Assigned task A: Decide whether each statement agrees with the text on the School Meals Act, answering yes or no and quoting the words of the text that decide it: (i) Tyson Wilson's bill proposed a compulsory scheme; (ii) the WLL's national campaign changed the law; (iii) Leicester implemented the Act after a campaign led by Margaret MacDonald.
Assigned task B: Change "rough mask" to "coarse mask" throughout the listing, from its first line down to the line containing "box: [0, 277, 179, 351]". Give only those lines, with nothing else altered.

Study text:
•••

Like the Old Age Pensions Act a couple of years later, what became known as the School Meals Act was a fudged attempt to resolve a deep-rooted problem without costing anyone a great deal of money. It began life as a private members’ bill introduced by Tyson Wilson, a newly elected Labour MP who proposed a discretionary scheme which would allow local authorities to provide meals to needy children and to raise a halfpenny rate to cover it. The government supported it, but the Conservative Party, the House of Lords and the Charity Organisation Society, which considered itself (and was in some quarters considered) expert in matters of poverty, all opposed it. Even the national Board of Guardians opposed it, largely on the grounds that it would encourage men to abdicate their responsibilities for their children. Some peers went so far as to want to disenfranchise fathers if their children received free school meals. Many Labour members, on the other hand, wanted the scheme to be compulsory. In the end Wilson’s bill got through more or less unscathed, largely because of government support. The principle of free school meals provided by the public purse had been agreed, but getting the Act implemented would prove to be much more of a challenge.

For the WLL, this was an ideal campaign. Many members were themselves engaged in local government and some were serving as Poor Law guardians and understood the problems. Once the Act was operative the League began to campaign on two fronts: first, to make the provision of free meals compulsory; and second, to get local authorities to implement a voluntary scheme. Perhaps unsurprisingly, councils were not enthusiastic. Raising a rate, however small, to cover expenditure which many people considered an interference with the normal rights and responsibilities of parents was not an attractive prospect, and there was substantial resistance. WLL branches began to try to persuade councils, particularly those with Labour members, to take action. They met with some success: Birmingham implemented the Act, as did the London County Council, and Leicester after a campaign led by Margaret MacDonald. But overall implementation was patchy and the criteria being used to determine eligibility inconsistent and sometimes discriminatory. The WLL therefore decided to launch a national campaign to amend the Act, which it did in the form of a petition, backed up by literature and lobbying. This campaign ran right up to the start of World War I, and while it was not successful in changing the law it did secure the implementation of the 1906 Act in a number of authorities and keep the issue to the forefront of Labour members’ minds.

•••

Stored records:
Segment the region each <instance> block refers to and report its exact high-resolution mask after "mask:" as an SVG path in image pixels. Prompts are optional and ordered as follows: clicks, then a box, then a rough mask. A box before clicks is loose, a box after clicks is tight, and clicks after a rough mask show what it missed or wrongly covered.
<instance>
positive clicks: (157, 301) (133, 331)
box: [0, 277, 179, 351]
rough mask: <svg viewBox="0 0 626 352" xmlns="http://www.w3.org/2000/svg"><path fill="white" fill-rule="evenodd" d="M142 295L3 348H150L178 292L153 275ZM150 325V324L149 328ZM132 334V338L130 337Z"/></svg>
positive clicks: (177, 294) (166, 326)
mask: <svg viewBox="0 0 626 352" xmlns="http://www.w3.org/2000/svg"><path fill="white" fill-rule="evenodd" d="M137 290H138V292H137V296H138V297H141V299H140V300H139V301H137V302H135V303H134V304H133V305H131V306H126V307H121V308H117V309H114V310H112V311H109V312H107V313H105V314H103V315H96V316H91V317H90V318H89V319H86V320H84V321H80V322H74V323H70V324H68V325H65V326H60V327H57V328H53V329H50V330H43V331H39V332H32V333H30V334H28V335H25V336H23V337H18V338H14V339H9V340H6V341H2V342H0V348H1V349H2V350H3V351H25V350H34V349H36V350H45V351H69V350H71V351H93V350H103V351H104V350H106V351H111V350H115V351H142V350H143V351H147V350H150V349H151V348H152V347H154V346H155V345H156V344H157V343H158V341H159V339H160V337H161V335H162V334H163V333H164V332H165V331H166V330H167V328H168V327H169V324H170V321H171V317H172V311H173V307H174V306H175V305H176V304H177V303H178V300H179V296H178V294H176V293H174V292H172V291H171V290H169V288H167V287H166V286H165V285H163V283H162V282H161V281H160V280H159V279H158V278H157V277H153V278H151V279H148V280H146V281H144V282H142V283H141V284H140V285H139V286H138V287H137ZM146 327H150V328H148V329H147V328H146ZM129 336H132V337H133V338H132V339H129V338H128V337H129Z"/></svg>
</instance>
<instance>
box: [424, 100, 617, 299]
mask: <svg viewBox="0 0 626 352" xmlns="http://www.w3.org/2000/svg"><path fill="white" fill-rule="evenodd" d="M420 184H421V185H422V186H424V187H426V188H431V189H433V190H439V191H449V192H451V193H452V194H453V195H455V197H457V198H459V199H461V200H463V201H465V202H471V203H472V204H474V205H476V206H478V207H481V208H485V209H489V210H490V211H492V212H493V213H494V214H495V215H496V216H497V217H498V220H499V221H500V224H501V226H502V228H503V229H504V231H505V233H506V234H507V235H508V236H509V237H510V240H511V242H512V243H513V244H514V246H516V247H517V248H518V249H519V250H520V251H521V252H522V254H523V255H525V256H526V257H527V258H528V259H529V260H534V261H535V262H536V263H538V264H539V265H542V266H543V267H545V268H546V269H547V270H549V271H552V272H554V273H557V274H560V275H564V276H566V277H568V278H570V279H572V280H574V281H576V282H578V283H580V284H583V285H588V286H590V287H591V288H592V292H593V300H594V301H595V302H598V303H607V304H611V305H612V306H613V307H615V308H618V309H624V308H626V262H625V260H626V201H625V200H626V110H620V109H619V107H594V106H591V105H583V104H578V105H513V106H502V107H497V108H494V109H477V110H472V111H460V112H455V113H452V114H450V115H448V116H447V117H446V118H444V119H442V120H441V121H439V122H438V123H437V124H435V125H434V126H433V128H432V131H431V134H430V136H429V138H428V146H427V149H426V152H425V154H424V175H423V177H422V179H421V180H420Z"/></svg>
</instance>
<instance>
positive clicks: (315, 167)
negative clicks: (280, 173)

•••

Response A:
(i) No: "who proposed a discretionary scheme"
(ii) No: "while it was not successful in changing the law"
(iii) Yes: "and Leicester after a campaign led by Margaret MacDonald"

Response B:
Segment the region each <instance> block refers to and report its exact high-resolution mask after "mask:" as an SVG path in image pixels. Prompts are optional and ordered as follows: clicks, then a box, then a coarse mask. A box before clicks is loose, a box after clicks is tight, and clicks after a coarse mask show what it missed or wrongly covered.
<instance>
positive clicks: (157, 301) (133, 331)
box: [0, 277, 179, 351]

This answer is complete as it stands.